Referring expression data
-------
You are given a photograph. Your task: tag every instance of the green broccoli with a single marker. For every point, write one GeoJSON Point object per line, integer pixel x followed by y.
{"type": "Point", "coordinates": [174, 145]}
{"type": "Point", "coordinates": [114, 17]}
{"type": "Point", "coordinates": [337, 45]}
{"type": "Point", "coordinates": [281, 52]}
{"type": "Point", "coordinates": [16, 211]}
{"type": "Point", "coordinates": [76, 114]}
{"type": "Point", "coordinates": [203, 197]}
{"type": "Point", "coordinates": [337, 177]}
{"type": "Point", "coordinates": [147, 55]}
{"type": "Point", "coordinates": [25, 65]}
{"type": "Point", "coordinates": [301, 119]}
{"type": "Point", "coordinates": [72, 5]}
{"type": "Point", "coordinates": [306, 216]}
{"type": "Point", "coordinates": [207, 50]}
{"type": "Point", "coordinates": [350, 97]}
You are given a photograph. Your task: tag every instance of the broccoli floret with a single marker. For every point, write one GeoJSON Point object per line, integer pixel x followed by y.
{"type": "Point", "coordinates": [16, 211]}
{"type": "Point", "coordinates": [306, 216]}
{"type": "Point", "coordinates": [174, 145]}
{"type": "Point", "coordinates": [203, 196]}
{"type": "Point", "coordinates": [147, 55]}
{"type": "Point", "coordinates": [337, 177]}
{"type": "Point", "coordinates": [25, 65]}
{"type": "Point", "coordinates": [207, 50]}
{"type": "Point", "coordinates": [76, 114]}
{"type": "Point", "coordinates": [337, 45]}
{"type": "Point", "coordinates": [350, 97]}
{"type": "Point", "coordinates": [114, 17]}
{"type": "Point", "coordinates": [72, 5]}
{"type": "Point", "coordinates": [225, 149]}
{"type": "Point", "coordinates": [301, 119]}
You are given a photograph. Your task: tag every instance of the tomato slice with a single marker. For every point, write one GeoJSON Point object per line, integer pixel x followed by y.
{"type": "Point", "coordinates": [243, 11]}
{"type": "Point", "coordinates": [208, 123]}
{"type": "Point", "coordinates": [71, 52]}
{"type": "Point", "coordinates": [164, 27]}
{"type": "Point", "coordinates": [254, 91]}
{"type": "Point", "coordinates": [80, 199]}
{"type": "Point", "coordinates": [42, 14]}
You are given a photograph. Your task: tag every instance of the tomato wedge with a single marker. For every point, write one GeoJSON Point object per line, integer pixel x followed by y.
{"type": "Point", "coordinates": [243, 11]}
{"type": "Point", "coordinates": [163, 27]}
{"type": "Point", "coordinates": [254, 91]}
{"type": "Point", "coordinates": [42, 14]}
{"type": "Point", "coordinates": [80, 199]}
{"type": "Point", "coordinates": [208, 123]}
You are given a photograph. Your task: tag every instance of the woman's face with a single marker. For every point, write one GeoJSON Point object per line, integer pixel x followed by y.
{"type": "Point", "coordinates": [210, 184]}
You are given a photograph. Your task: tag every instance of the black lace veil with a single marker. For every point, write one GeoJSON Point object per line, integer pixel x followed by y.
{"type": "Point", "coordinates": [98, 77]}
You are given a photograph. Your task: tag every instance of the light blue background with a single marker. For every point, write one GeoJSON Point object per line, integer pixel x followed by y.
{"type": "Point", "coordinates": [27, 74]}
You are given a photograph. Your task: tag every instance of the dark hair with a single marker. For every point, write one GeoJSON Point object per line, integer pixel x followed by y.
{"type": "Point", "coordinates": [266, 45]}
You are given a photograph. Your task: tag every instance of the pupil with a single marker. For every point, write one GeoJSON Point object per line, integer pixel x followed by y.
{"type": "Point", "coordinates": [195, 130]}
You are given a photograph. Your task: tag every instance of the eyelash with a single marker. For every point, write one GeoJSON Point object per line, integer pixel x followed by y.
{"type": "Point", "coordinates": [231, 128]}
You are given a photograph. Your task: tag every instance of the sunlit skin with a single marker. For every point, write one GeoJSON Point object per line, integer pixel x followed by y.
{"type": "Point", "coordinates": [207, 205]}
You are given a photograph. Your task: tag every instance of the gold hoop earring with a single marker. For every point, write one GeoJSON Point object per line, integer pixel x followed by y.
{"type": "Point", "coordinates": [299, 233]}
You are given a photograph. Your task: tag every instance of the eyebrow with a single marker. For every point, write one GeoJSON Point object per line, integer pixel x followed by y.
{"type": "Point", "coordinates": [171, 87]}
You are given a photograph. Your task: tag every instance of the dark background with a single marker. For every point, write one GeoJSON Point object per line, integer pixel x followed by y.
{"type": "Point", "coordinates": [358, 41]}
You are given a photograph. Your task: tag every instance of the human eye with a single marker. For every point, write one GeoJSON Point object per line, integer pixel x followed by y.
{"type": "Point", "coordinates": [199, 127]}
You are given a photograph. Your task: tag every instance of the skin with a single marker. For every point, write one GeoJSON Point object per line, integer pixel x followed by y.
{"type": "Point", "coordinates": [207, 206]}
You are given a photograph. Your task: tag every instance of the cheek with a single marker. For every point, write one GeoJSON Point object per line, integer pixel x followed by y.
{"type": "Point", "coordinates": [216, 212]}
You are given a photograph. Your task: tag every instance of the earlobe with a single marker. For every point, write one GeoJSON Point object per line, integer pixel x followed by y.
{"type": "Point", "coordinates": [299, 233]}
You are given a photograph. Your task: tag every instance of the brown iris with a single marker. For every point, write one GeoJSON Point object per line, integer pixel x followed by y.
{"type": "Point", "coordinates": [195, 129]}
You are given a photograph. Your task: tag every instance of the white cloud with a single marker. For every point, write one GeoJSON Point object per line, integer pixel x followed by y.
-------
Work task:
In full and word for word, restate the data.

Written solution:
You are given a photograph. Your task: tag every instance of the green broccoli with a single marker. For every point, write one GeoJSON Point object per line, integer pixel x followed by y.
{"type": "Point", "coordinates": [174, 145]}
{"type": "Point", "coordinates": [114, 17]}
{"type": "Point", "coordinates": [337, 45]}
{"type": "Point", "coordinates": [281, 52]}
{"type": "Point", "coordinates": [16, 211]}
{"type": "Point", "coordinates": [76, 114]}
{"type": "Point", "coordinates": [203, 197]}
{"type": "Point", "coordinates": [337, 177]}
{"type": "Point", "coordinates": [147, 55]}
{"type": "Point", "coordinates": [25, 65]}
{"type": "Point", "coordinates": [301, 119]}
{"type": "Point", "coordinates": [72, 5]}
{"type": "Point", "coordinates": [306, 216]}
{"type": "Point", "coordinates": [207, 50]}
{"type": "Point", "coordinates": [350, 97]}
You are given a photograph. Your task: tag every instance of the broccoli floret with a single marker. For every point, write one GeoJSON Point object per line, integer pixel x followed by y.
{"type": "Point", "coordinates": [16, 211]}
{"type": "Point", "coordinates": [306, 216]}
{"type": "Point", "coordinates": [174, 145]}
{"type": "Point", "coordinates": [203, 196]}
{"type": "Point", "coordinates": [147, 55]}
{"type": "Point", "coordinates": [337, 177]}
{"type": "Point", "coordinates": [25, 65]}
{"type": "Point", "coordinates": [207, 50]}
{"type": "Point", "coordinates": [76, 114]}
{"type": "Point", "coordinates": [337, 45]}
{"type": "Point", "coordinates": [350, 97]}
{"type": "Point", "coordinates": [114, 17]}
{"type": "Point", "coordinates": [72, 5]}
{"type": "Point", "coordinates": [225, 149]}
{"type": "Point", "coordinates": [301, 119]}
You are given a photograph. Your task: tag every instance of the tomato slice with a single marker. For every point, write one GeoJSON Point object per line, integer pixel x followed by y.
{"type": "Point", "coordinates": [243, 11]}
{"type": "Point", "coordinates": [208, 123]}
{"type": "Point", "coordinates": [71, 52]}
{"type": "Point", "coordinates": [164, 27]}
{"type": "Point", "coordinates": [254, 91]}
{"type": "Point", "coordinates": [80, 199]}
{"type": "Point", "coordinates": [42, 14]}
You are given a photograph. Your task: tag every instance of the tomato wedge with a single marker. For every point, write one GeoJSON Point object per line, integer pixel x followed by y.
{"type": "Point", "coordinates": [243, 11]}
{"type": "Point", "coordinates": [163, 27]}
{"type": "Point", "coordinates": [254, 91]}
{"type": "Point", "coordinates": [42, 14]}
{"type": "Point", "coordinates": [80, 199]}
{"type": "Point", "coordinates": [208, 123]}
You are given a photograph. Your task: tag every instance of the woman's face with a single marker. For every point, write one GeoJSON Point object per line, integer pixel x followed by y.
{"type": "Point", "coordinates": [210, 184]}
You are given a photograph. Your task: tag every instance of the black lace veil with a single marker. For every point, write one GeoJSON Point object per line, integer pixel x followed by y.
{"type": "Point", "coordinates": [98, 77]}
You are given a photograph. Your task: tag every instance of the light blue background with a single marker. For every point, write one GeoJSON Point object per line, integer pixel x followed by y.
{"type": "Point", "coordinates": [27, 74]}
You are given a photograph. Your task: tag every instance of the dark hair with a single marker. For every point, write one GeoJSON Point object per line, integer pixel x followed by y.
{"type": "Point", "coordinates": [266, 45]}
You are given a photograph. Your task: tag every instance of the pupil with a single marker. For every point, write one GeoJSON Point object per line, integer pixel x followed by y.
{"type": "Point", "coordinates": [195, 130]}
You are given a photograph. Your task: tag every instance of the eyelash with a single marker. For every point, write one GeoJSON Point object per line, integer pixel x followed by y.
{"type": "Point", "coordinates": [231, 128]}
You are given a photograph. Your task: tag every instance of the sunlit skin with a single marker. For every point, write one GeoJSON Point object per line, integer pixel x followed by y.
{"type": "Point", "coordinates": [207, 205]}
You are given a photograph. Your task: tag every instance of the gold hoop earring with a single marker. For every point, write one GeoJSON Point object per line, integer pixel x followed by y.
{"type": "Point", "coordinates": [299, 233]}
You are given a photograph. Your task: tag every instance of the eyebrow with a single marker. For every point, write one GeoJSON Point object per line, integer pixel x followed by y.
{"type": "Point", "coordinates": [171, 87]}
You are given a photograph. Your task: tag every instance of the dark background with a single marker. For every point, write one GeoJSON Point object per line, integer pixel x followed by y.
{"type": "Point", "coordinates": [358, 41]}
You are given a photograph. Your task: tag every instance of the human eye with a single marker. For every point, write one GeoJSON Point object per line, integer pixel x followed by y.
{"type": "Point", "coordinates": [199, 127]}
You are given a photograph. Your task: tag every instance of the skin with a single marker. For every point, write one GeoJSON Point object per line, integer pixel x followed by y.
{"type": "Point", "coordinates": [207, 206]}
You are given a photograph. Your task: tag every instance of the cheek with a single marker. For every point, write one GeoJSON Point object per line, integer pixel x followed by y.
{"type": "Point", "coordinates": [216, 212]}
You are given a photograph. Your task: tag every instance of the earlobe with a single marker. For every point, write one GeoJSON Point object per line, integer pixel x followed by y.
{"type": "Point", "coordinates": [299, 233]}
You are given a photograph. Your task: tag every instance of the brown iris with a single marker. For every point, write one GeoJSON Point object per line, integer pixel x followed by y.
{"type": "Point", "coordinates": [195, 129]}
You are given a photograph. Your task: tag every instance of the white cloud with a single marker. For every point, write one GeoJSON Point object per line, integer pixel x followed by y.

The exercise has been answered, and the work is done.